[[ SUPPLIED DATA, beginning ]]

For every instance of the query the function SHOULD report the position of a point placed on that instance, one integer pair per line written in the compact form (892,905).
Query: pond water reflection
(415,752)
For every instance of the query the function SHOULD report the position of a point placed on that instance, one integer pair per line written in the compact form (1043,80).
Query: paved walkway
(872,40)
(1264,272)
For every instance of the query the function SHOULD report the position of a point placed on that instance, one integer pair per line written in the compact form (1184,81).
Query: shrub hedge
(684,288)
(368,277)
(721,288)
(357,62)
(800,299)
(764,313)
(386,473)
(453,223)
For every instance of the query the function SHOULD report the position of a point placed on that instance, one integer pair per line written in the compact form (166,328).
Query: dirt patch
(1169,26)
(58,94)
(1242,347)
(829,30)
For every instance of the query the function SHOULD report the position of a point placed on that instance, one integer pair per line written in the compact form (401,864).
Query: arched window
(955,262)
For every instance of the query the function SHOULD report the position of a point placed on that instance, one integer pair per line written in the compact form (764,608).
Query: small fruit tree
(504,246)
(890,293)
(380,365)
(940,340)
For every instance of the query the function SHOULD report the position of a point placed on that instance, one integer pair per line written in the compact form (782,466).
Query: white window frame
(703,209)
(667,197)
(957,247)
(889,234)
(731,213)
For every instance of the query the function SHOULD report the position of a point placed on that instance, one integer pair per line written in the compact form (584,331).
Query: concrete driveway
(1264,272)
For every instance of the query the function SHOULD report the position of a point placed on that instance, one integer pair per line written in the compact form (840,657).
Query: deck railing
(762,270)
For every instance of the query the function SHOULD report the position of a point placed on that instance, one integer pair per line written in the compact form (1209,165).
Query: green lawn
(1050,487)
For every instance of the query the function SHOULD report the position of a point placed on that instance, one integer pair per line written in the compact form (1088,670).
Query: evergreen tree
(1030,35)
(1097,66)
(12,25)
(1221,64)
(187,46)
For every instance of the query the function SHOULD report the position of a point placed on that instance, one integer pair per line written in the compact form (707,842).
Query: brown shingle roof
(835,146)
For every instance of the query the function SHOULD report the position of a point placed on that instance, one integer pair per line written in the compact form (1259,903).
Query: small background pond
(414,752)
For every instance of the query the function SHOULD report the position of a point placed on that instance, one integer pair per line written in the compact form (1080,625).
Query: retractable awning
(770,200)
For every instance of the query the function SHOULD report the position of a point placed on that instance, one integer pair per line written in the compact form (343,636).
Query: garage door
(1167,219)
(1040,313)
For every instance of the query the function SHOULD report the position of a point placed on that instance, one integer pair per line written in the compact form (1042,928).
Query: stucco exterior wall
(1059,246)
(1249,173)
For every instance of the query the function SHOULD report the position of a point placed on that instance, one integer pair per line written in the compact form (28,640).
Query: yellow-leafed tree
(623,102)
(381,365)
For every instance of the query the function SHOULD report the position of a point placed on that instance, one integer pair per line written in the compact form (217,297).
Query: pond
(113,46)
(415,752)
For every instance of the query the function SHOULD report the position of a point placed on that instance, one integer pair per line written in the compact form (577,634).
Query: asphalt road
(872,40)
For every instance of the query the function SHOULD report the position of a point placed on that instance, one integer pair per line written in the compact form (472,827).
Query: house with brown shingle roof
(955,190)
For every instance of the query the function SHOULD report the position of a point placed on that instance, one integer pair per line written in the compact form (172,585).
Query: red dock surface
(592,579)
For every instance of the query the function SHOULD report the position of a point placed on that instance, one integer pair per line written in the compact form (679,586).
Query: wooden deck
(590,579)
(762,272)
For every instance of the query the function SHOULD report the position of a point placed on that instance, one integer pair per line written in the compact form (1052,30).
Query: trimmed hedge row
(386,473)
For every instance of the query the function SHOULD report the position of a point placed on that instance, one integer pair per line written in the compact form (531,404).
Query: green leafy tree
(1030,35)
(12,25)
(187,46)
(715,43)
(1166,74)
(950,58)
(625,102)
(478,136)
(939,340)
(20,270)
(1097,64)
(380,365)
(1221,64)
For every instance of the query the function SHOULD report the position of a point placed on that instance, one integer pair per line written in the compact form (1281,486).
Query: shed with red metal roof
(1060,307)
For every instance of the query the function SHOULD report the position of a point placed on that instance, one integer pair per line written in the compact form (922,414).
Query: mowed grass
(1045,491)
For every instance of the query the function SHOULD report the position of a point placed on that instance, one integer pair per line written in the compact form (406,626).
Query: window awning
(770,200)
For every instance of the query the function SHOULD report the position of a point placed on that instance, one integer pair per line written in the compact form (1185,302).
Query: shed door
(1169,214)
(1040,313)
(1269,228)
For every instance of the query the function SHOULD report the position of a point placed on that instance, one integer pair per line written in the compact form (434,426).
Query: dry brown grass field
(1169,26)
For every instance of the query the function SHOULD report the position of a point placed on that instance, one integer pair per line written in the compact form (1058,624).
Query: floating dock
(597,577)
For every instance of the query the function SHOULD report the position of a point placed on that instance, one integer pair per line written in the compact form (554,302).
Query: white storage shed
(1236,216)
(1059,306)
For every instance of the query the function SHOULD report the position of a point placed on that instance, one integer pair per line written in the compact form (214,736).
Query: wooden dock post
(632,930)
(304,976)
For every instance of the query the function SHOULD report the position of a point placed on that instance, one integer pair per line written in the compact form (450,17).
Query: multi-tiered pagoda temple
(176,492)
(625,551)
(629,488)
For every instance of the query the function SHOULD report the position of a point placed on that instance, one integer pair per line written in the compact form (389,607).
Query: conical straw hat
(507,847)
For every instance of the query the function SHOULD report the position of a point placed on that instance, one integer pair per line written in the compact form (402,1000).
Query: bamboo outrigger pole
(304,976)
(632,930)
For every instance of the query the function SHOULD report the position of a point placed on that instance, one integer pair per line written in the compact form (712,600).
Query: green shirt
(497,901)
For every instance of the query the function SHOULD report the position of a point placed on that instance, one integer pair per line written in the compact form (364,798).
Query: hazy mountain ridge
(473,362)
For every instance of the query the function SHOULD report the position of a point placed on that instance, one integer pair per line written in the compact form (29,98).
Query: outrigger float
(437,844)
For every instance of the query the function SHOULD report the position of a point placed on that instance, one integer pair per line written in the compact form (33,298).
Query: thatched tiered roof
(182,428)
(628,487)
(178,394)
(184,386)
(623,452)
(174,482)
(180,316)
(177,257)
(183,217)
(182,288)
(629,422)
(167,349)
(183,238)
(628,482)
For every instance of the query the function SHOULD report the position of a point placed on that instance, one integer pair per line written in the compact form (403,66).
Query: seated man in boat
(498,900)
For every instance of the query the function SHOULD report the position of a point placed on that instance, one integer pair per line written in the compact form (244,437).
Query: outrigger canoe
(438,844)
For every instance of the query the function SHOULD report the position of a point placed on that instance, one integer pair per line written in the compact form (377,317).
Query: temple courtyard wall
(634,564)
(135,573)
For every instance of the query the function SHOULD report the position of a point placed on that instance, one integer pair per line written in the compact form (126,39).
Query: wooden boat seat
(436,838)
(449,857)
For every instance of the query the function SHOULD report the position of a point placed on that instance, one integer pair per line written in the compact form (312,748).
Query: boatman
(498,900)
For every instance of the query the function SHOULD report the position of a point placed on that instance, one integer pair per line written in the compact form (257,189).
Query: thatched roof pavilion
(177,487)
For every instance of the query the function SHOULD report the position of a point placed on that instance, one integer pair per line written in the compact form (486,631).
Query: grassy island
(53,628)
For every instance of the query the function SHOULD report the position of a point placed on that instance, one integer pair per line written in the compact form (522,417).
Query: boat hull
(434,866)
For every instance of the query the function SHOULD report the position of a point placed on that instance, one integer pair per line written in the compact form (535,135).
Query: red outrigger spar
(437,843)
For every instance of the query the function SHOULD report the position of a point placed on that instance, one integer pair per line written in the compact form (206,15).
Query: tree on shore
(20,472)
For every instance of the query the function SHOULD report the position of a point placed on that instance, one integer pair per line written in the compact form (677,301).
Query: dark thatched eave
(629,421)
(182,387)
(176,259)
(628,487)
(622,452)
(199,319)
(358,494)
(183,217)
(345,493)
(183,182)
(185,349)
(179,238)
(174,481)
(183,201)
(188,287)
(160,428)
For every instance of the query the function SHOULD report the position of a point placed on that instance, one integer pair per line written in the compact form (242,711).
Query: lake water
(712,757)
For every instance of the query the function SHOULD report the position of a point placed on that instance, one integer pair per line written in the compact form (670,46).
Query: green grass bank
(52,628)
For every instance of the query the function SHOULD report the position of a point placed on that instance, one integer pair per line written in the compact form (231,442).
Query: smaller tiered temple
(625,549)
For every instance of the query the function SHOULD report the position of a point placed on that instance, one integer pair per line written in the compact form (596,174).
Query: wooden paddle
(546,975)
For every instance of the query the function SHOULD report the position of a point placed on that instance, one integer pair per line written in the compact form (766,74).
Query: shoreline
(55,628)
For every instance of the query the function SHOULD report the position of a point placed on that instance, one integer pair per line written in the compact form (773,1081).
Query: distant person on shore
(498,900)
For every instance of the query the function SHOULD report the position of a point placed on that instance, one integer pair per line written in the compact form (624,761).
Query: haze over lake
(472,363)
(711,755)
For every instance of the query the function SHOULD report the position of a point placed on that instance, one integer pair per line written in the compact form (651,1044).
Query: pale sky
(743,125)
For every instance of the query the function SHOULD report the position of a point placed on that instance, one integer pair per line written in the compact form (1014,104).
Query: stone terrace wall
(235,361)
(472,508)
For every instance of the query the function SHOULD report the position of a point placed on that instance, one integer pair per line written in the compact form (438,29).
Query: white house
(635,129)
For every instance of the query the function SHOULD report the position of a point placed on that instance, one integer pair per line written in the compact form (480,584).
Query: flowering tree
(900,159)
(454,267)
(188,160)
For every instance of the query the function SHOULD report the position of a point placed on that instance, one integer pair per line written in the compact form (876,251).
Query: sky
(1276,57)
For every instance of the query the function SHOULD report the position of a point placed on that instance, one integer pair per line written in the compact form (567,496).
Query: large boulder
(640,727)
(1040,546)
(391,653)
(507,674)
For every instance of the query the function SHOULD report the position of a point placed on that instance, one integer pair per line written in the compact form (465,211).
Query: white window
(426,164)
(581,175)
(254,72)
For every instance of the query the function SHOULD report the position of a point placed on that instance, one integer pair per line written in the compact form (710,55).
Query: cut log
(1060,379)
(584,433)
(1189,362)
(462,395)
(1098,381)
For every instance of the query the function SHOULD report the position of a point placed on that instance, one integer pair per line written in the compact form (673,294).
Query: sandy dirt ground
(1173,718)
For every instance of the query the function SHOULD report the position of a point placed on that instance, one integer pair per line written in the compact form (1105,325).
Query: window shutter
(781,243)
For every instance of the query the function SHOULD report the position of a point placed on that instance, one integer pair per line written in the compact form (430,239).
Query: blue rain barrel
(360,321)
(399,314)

[[ SUPPLIED DATA, end ]]

[YOUR INSTRUCTIONS]: Copying word for word, give each line of the data above from the first one through the line containing "compact form (1043,80).", and nothing else.

[FINAL ANSWER]:
For every instance of the query the function SHOULD report the position of a point placed on that instance, one integer pair per line written in the compact form (892,905).
Query: pond water reflection
(415,752)
For every instance of the query the function SHOULD report the position of a point placed on that instance, one integer pair per line written in the compact form (1043,80).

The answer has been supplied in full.